▸ GIVEN TASK:
Copy the material below, starting with the line that contains "For the scouting record, return for every instance of the hedge" and continuing through the end of the material, with the requests included. Multiply every point coordinate in the answers by 1.6, rounding to whole numbers with halves rounded up, and leave the numbers in the requests unchanged.

▸ RECORDS SUPPLIED:
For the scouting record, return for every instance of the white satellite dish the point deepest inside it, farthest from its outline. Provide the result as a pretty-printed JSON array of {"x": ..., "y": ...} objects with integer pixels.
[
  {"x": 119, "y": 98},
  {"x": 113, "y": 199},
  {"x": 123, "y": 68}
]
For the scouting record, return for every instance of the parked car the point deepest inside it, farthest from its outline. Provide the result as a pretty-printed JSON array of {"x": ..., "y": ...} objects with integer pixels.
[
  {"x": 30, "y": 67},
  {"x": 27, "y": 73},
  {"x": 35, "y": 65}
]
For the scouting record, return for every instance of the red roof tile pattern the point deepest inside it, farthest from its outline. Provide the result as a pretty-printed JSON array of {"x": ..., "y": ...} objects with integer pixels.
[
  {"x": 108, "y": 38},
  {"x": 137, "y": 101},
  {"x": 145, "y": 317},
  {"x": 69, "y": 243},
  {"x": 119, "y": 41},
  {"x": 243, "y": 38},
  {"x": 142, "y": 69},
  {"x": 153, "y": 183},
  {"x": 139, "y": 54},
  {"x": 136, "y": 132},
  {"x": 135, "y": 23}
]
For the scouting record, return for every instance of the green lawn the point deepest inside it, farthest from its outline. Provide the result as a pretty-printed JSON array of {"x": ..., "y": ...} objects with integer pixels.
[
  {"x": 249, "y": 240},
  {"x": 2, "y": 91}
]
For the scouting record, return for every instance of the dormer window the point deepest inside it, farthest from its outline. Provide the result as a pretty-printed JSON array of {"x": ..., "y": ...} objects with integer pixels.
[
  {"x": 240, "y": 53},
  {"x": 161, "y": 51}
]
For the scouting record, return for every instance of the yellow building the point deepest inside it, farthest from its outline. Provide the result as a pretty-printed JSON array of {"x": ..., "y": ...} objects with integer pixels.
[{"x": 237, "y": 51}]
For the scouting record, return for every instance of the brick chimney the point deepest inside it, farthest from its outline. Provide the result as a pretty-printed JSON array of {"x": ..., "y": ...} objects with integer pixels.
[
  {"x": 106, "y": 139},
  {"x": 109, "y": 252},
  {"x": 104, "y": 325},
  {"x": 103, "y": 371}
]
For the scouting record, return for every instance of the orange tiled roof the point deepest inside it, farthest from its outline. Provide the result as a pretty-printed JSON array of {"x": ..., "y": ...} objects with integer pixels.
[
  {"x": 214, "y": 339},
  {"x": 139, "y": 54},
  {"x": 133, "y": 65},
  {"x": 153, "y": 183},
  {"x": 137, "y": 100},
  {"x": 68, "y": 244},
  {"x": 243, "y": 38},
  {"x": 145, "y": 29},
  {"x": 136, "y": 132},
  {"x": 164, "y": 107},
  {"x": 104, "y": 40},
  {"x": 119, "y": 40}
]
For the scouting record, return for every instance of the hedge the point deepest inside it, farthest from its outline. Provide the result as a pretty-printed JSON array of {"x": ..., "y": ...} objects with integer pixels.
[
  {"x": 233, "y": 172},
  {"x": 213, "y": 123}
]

▸ ANSWER FOR THE TASK:
For the scouting record, return for every instance of the hedge the point deepest inside it, farthest from its outline. Provide the result as a pretty-printed JSON array of {"x": ..., "y": ...} objects with integer pixels.
[
  {"x": 373, "y": 275},
  {"x": 341, "y": 197}
]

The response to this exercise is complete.